3. Less road travel, air travel, and use of public transit

During lockdowns at the beginning of the pandemic, people travelled much less on roads and by air than in past years. Average road transport activity dropped by 50% in March and demand for jet fuel dropped by 65% compared to the 2019 demand (McGrath, 2020).  Now, as road and air travel are resuming and gradually increasing, there are new concerns over social distancing. Many people are avoiding the use of public transit because one is more likely to contract COVID-19 from a public space where contact tracing would be complicated (Gardiner, 2020). Going forward, the increase in vehicles on the road will correspondingly increase each country’s GHG emissions.

4. Growing deforestation concerns in the Amazon

64% more land was cleared in the Amazon in April 2020 than in April 2019 (Gardiner, 2020). This additional clearing comes even after 2019 was recorded globally as the biggest year for deforestation (Gardiner, 2020). Part of the issue arises from the government encouraging the land clearing and deliberately neglecting the environmental cost. Additionally, deforestation is known to be a cause of frequent wildfires in the area that have left many locals with respiratory issues (Gardiner, 2020). Now, those with prior respiratory concerns are even more at risk than previously with the threat of COVID-19.

§ **EXERCISE GOAL**
Answer these questions from the passage on travel and Amazon deforestation:
(a) By what percentage did demand for jet fuel drop compared to the 2019 demand?
(b) How much more land was cleared in the Amazon in April 2020 than in April 2019?
(c) Which year was recorded globally as the biggest year for deforestation?

§ **EXTRACTED MATERIAL**
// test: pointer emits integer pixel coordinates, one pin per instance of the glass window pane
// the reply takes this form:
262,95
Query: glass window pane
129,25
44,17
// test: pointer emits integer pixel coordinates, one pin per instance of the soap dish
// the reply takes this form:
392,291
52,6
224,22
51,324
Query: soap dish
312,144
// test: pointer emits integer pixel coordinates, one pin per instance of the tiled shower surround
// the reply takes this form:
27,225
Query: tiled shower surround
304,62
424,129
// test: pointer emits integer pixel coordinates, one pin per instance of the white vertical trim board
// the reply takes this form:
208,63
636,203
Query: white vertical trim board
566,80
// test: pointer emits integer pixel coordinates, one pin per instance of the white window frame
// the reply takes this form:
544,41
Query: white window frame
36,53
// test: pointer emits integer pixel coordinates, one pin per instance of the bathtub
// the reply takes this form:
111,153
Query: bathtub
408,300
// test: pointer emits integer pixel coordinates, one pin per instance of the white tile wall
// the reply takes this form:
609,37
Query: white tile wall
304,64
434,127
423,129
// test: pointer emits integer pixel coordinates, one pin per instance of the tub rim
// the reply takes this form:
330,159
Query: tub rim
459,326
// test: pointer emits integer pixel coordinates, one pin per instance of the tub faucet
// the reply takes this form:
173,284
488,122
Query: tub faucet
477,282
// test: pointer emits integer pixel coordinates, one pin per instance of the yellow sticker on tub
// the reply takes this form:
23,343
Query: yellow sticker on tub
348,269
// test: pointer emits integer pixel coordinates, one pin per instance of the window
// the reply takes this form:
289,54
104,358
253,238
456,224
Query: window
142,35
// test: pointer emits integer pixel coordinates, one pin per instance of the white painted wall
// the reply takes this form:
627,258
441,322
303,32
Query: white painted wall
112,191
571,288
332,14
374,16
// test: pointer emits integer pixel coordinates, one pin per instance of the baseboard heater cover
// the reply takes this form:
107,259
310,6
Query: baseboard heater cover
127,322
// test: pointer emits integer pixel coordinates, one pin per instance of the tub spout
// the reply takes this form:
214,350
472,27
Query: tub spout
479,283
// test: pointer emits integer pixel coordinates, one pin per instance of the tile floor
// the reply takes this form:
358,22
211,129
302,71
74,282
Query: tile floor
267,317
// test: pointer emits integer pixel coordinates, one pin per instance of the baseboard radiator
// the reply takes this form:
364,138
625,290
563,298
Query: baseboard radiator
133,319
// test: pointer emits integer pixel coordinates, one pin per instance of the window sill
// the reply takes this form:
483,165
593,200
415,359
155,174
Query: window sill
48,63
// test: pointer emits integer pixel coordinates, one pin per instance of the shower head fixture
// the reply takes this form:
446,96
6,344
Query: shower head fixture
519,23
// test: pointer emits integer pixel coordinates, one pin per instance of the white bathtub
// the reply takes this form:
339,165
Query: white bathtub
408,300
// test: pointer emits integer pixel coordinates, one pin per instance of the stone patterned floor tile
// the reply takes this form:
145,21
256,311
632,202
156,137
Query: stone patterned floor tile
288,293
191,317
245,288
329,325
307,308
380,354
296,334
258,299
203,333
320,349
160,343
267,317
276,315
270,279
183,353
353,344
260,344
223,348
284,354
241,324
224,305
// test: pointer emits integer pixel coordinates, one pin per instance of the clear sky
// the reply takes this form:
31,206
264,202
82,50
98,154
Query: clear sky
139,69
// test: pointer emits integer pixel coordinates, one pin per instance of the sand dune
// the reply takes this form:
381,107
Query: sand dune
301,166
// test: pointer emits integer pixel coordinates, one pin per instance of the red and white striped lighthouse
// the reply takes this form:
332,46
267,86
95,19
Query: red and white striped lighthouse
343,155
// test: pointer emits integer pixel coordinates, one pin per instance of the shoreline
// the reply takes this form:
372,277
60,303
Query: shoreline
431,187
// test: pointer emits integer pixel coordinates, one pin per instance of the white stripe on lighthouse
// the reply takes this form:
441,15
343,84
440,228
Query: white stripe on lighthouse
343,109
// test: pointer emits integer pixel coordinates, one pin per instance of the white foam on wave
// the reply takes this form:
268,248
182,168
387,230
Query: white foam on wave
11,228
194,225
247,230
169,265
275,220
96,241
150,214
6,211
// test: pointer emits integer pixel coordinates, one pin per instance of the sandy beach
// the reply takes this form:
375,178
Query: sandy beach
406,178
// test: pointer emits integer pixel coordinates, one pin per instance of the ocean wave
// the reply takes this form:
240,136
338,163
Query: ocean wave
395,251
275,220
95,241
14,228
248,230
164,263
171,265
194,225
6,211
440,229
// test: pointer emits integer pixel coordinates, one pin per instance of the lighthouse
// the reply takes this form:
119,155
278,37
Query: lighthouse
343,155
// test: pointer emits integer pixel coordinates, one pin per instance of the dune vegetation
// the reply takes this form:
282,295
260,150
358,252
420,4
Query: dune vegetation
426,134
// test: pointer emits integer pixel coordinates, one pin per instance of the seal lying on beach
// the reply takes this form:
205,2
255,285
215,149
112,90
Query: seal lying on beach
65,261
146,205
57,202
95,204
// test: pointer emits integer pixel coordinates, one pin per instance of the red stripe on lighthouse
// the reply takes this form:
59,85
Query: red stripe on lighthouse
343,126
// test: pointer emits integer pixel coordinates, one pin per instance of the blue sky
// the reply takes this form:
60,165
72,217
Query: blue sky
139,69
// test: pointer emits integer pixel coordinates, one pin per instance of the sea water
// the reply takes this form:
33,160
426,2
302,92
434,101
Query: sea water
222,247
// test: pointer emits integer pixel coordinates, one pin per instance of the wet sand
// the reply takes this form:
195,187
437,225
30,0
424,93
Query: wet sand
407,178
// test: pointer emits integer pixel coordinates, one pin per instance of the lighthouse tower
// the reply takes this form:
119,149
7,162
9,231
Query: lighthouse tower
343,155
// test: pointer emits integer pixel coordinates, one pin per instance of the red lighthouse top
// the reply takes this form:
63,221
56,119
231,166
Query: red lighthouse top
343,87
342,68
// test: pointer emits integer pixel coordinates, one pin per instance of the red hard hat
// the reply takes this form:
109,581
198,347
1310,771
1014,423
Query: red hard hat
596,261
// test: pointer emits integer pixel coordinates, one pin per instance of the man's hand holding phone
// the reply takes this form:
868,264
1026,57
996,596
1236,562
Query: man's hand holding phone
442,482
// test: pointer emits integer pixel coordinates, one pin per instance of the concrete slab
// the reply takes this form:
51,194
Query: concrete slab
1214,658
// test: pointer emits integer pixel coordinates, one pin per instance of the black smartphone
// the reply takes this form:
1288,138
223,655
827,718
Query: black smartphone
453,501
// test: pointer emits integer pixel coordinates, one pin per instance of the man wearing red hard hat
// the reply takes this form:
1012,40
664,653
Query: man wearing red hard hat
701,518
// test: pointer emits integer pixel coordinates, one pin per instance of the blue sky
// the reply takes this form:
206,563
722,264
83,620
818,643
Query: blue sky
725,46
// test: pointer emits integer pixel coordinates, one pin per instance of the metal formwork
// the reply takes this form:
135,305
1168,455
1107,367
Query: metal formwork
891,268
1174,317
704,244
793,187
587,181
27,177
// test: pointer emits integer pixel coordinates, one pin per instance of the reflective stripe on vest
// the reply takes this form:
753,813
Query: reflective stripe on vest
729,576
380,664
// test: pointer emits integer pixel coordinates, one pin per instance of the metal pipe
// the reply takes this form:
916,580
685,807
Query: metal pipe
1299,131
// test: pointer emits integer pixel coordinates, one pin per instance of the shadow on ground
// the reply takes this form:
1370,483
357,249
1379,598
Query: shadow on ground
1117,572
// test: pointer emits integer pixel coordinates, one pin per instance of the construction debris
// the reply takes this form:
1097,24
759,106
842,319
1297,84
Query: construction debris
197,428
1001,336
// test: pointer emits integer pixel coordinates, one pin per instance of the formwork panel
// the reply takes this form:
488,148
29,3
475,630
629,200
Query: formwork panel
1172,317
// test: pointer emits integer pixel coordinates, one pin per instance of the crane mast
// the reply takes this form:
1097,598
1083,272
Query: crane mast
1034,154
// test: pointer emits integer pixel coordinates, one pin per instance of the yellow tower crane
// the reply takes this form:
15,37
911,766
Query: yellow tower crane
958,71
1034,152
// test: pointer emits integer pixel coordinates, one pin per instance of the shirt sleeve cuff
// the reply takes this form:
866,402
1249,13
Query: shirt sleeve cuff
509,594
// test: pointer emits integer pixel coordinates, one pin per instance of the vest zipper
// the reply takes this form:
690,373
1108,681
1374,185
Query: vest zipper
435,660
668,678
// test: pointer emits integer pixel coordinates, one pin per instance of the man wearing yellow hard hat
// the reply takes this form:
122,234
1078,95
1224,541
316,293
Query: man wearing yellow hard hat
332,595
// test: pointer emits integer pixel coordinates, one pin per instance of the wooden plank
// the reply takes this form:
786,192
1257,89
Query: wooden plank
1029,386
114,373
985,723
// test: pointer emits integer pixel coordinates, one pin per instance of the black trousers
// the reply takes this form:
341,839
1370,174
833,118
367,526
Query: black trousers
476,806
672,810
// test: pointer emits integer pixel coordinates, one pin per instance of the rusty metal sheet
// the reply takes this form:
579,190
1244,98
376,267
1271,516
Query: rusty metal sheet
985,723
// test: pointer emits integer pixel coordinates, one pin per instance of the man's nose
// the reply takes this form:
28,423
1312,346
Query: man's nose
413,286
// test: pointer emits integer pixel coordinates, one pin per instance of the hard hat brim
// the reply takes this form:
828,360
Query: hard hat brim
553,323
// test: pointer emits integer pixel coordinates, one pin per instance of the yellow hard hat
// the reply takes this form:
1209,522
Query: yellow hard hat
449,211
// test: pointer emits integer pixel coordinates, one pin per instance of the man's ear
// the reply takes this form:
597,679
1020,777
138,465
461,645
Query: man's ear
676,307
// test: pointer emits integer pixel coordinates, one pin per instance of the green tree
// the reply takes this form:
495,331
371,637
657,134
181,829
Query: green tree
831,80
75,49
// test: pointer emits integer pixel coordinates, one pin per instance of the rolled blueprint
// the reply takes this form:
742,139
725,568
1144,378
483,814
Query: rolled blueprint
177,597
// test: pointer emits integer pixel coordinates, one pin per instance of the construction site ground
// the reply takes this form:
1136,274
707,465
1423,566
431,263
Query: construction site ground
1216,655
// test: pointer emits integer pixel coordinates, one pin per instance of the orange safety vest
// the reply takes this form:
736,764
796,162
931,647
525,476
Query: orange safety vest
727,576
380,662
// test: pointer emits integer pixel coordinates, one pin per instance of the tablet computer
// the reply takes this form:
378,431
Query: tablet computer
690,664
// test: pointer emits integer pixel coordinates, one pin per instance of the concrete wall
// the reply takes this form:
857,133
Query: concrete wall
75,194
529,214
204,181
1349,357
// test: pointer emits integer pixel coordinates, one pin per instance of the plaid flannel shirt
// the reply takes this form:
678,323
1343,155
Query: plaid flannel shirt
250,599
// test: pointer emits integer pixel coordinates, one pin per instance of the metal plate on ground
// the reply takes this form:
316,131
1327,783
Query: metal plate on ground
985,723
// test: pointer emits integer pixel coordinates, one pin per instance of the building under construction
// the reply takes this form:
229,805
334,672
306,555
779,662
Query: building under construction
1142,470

§ **TASK OUTPUT**
(a) 65%
(b) 64% more
(c) 2019